──────── Input records ────────

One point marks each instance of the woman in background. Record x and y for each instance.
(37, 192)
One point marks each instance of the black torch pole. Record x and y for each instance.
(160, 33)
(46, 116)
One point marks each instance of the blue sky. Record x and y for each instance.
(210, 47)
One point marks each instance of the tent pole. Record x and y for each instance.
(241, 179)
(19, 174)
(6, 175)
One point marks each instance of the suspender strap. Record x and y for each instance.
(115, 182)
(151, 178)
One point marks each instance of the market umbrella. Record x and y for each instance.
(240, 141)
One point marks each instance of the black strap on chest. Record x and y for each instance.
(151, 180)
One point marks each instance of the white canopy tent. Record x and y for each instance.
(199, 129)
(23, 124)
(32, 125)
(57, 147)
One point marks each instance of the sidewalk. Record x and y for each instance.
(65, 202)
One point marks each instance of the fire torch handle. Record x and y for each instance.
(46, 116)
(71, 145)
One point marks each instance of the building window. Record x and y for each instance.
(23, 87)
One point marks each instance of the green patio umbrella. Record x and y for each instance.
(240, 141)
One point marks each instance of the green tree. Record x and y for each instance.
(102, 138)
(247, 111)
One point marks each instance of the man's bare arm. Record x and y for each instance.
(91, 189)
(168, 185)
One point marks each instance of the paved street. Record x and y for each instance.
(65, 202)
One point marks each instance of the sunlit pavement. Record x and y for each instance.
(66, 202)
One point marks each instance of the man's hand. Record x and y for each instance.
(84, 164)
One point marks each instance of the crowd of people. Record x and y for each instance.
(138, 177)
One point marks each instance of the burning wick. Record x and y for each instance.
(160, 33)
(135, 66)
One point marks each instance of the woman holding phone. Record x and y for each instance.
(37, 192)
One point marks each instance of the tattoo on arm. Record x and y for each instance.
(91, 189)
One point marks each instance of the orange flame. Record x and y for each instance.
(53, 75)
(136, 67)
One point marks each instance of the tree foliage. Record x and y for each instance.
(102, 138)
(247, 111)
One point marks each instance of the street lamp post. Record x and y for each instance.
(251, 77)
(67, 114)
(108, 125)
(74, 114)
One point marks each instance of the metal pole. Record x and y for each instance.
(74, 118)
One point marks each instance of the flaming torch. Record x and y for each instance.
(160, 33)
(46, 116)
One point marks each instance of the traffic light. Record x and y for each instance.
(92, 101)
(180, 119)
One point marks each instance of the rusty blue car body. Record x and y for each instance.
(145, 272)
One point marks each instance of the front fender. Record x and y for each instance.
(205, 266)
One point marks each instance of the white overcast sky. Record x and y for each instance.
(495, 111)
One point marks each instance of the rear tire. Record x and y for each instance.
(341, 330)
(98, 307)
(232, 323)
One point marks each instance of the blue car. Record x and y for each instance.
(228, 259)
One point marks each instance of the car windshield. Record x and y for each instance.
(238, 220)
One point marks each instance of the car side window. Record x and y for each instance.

────────

• Task:
Each entry above needs to be retyped exactly.

• Response for this exercise:
One point marks each instance of the woman in background. Record x and y for each instance.
(37, 192)
One point marks each instance of the black torch pole. Record x and y for each instance.
(160, 33)
(46, 116)
One point marks each instance of the blue sky. Record x and y for each instance.
(210, 47)
One point marks each instance of the tent pole. Record x and y for each instance.
(241, 179)
(19, 174)
(6, 175)
One point marks each instance of the suspender strap. Record x and y for each instance.
(115, 182)
(151, 178)
One point marks each instance of the market umbrella. Record x and y for each instance.
(240, 141)
One point marks each instance of the black strap on chest. Record x and y for each instance.
(151, 180)
One point marks each instance of the white canopy tent. Record x and y for each instance.
(199, 129)
(23, 124)
(32, 125)
(57, 147)
One point marks each instance of the sidewalk. Record x and y for each instance.
(65, 202)
One point marks each instance of the fire torch handle. Record x and y for each instance.
(46, 116)
(71, 145)
One point marks each instance of the building window. Record x and y for each instance.
(23, 87)
One point marks each instance of the green patio umbrella. Record x and y for each instance.
(240, 141)
One point marks each instance of the green tree. Record x and y for each instance.
(102, 138)
(247, 111)
One point marks each instance of the man's bare arm. Record x and y for each instance.
(91, 189)
(168, 185)
One point marks each instance of the paved street. Record x and y for each instance.
(65, 202)
One point marks each instance of the sunlit pavement. Record x and y for each instance.
(66, 202)
One point marks each instance of the man's hand. Record x and y for each instance.
(84, 164)
One point marks each instance of the crowd of people. Record x and y for each instance.
(138, 177)
One point marks each instance of the burning wick. Record x and y for each instance.
(160, 33)
(135, 66)
One point marks each instance of the woman holding phone. Record x and y for each instance.
(37, 192)
One point marks each instance of the tattoo on arm. Record x and y for each instance.
(91, 189)
One point marks each instance of the orange flame. Record x and y for each instance.
(53, 75)
(136, 67)
One point marks each instance of the tree foliage. Record x and y for each instance.
(102, 138)
(247, 111)
One point marks each instance of the street lamp post. Record x and y for each instance.
(251, 77)
(67, 114)
(108, 125)
(74, 114)
One point marks each instance of the metal pole. Record x and y for each instance.
(74, 118)
One point marks each instance of the flaming torch. Record x and y for each instance.
(160, 33)
(46, 116)
One point marks each instance of the traffic light. Record x and y for each instance.
(92, 101)
(180, 119)
One point marks each instance of the rusty blue car body. Record x and y for each instance.
(145, 272)
One point marks each instance of the front fender. Record x and y for each instance.
(205, 266)
One point marks each instance of the white overcast sky. Record x and y for each instance.
(495, 111)
One point marks each instance of the rear tire. Record x and y for each instance.
(341, 330)
(98, 307)
(232, 323)
One point marks each instance of the blue car. Record x and y for each instance.
(228, 259)
One point marks each instance of the car windshield. Record x and y for each instance.
(238, 220)
One point marks each instance of the car side window. Record x and y for each instance.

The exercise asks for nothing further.